── Selected passage ──

I believe that if analyzed as to its basis in reality, what Kierkegaard said about poetic love, would characterize this song “Vision” by Peter Hammill. (At this point, for the sake of brevity, I cannot provide Kierkegaard’s arguments for these but I believe they are sound.)

Is “poetic love” then an evil or a good? It depends on whether it is idolized as the supreme love and/or placed higher than the love we should have for God and his will of loving our neighbor. Any idolotry is a great evil because it is the mistake of worshiping created things rather than the creator of them. But we need to beware lest our attempts to overcome  such idolatry make us love even less. Therefore in our feeble attempts to rise above “poetic love” to a true “Christian love” we need keep in mind the warning of C. S. Lewis regarding our heeding the command of Jesus to “hate” others if our love of them would prevent us from following God, to not “mistake the decays of nature for the increase of grace.”

“It is dangerous to press upon a man the duty of getting beyond earthly love when his real difficulty lies in getting so far. And it is no doubt easy enough to love the fellow creature less and to imagine that this is happening because we are learning to love God more, when the real reason may be quite different. We may be only ‘mistaking the decays of nature for the increase of Grace’. Many people do not find it really difficult to hate their wives or mothers. Mr. Mauriac, in a fine scene, pictures the other disciples stunned and bewildered by this strange command, but not Judas. He laps it up easily.” (C. S. Lewis, “The Four Loves” p. 118)

Therefore, having presented this brief “analysis” of poetic love that seems to be evident in Peter Hammill’s beautiful song, I believe that we may appreciate it all the more if we realize that it is merely/mainly an expression of “poetic love.” That it falls short of what could be called “perfect love” does not diminish it. C. S. Lewis again helps in this regard:

“It is probably impossible to love any human being simply ‘too much.’ We may love him to much in proportion to our love for God; but it is the smallness of our love for God, not the greatness of our love for the man, that constitutes the inordinacy.”

Therefore, knowing that the natural loves are intrinsically a good and not an evil, I hope you enjoy this beautiful song of “poetic love” by Peter Hammill. Of course, it is possible that the song itself is moving toward the love commanded by Jesus when he said “thou shall love” with “covenant love,” although there is no specific indication in the lyrics of love swearing “by something higher than itself” that Kierkegaard thought was needed for transcending mere poetic love (Works of Love, p. 45). So the question is what does this poet (Peter Hammill) believe can make this permanence of love, expressed in the following words, a reality?

───
── Recorded data ──

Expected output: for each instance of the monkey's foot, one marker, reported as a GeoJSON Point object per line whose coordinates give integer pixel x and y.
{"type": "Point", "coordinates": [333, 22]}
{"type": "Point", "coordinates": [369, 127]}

───

Work required:
In the essay on poetic love, what does the quoted C. S. Lewis passage say constitutes the inordinacy when we love a human being too much?

Output:
The smallness of our love for God, not the greatness of our love for the man.